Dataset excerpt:

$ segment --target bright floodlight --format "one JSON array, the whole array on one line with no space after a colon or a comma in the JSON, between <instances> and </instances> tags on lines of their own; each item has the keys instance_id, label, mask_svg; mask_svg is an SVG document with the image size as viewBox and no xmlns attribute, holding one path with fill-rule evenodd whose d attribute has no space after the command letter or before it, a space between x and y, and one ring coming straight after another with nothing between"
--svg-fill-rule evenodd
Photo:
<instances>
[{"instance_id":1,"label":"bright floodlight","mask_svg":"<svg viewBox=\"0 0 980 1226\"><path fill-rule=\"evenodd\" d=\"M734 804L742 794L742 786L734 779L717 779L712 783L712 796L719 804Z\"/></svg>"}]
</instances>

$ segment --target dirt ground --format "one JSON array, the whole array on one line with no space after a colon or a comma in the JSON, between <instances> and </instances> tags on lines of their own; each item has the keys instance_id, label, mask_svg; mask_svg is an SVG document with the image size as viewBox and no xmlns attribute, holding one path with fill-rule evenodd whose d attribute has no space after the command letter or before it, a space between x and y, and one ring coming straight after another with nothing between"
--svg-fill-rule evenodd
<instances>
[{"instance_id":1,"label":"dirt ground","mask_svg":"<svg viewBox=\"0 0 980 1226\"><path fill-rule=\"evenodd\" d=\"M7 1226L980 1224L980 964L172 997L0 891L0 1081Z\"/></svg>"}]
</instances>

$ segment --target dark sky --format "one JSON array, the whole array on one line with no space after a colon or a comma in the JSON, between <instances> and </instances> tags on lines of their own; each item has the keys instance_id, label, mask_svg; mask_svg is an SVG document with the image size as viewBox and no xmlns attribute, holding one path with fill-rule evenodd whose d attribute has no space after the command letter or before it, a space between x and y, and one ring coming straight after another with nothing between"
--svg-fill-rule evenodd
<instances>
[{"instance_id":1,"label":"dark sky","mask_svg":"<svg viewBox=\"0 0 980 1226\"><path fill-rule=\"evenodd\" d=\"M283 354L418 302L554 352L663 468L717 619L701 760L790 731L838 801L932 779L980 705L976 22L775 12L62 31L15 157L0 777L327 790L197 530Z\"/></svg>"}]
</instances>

What the task requires:
Reproduce every line of the listing above without any change.

Response for this exercise:
$ segment --target bright floodlight --format "one JSON array, the whole array on one line with no space after a colon or a comma in the JSON, between <instances> and </instances> tags on lines of their own; each item has the keys instance_id, label, mask_svg; mask_svg is an SVG document with the image size as viewBox and no xmlns attribute, holding one path with fill-rule evenodd whose d attribute has no space after the command letter or before it, a space between x and y, and one ring coming straight after another with nothing between"
--svg-fill-rule evenodd
Photo:
<instances>
[{"instance_id":1,"label":"bright floodlight","mask_svg":"<svg viewBox=\"0 0 980 1226\"><path fill-rule=\"evenodd\" d=\"M734 804L742 794L742 786L734 779L717 779L712 783L712 796L719 804Z\"/></svg>"}]
</instances>

$ segment --target dirt ground --format "one JSON array, the whole array on one line with no space after a colon or a comma in the JSON, between <instances> and </instances> tags on lines of their own; each item has the keys instance_id, label, mask_svg; mask_svg is an SVG document with the image size as viewBox and no xmlns attribute, holding one path with fill-rule evenodd whose d attribute has no space after the command letter or before it, a space between x and y, and one ring coming straight after another with nothing between"
--svg-fill-rule evenodd
<instances>
[{"instance_id":1,"label":"dirt ground","mask_svg":"<svg viewBox=\"0 0 980 1226\"><path fill-rule=\"evenodd\" d=\"M7 1226L980 1224L980 964L172 997L0 891L0 1081Z\"/></svg>"}]
</instances>

$ segment --target dark sky --format "one JSON array, the whole array on one line with no space after a colon or a comma in the JSON, between <instances> and </instances> tags on lines of their own; each item has the keys instance_id, label, mask_svg; mask_svg is an SVG document with the image size as viewBox and no xmlns attribute, holding one path with fill-rule evenodd whose d attribute has no space after the command letter or before it, a space between x and y, and one ring coming straight after another with nothing between"
--svg-fill-rule evenodd
<instances>
[{"instance_id":1,"label":"dark sky","mask_svg":"<svg viewBox=\"0 0 980 1226\"><path fill-rule=\"evenodd\" d=\"M283 354L418 302L554 352L663 468L717 619L701 760L790 731L838 801L932 779L980 705L976 22L775 12L62 31L15 157L0 777L327 790L197 530Z\"/></svg>"}]
</instances>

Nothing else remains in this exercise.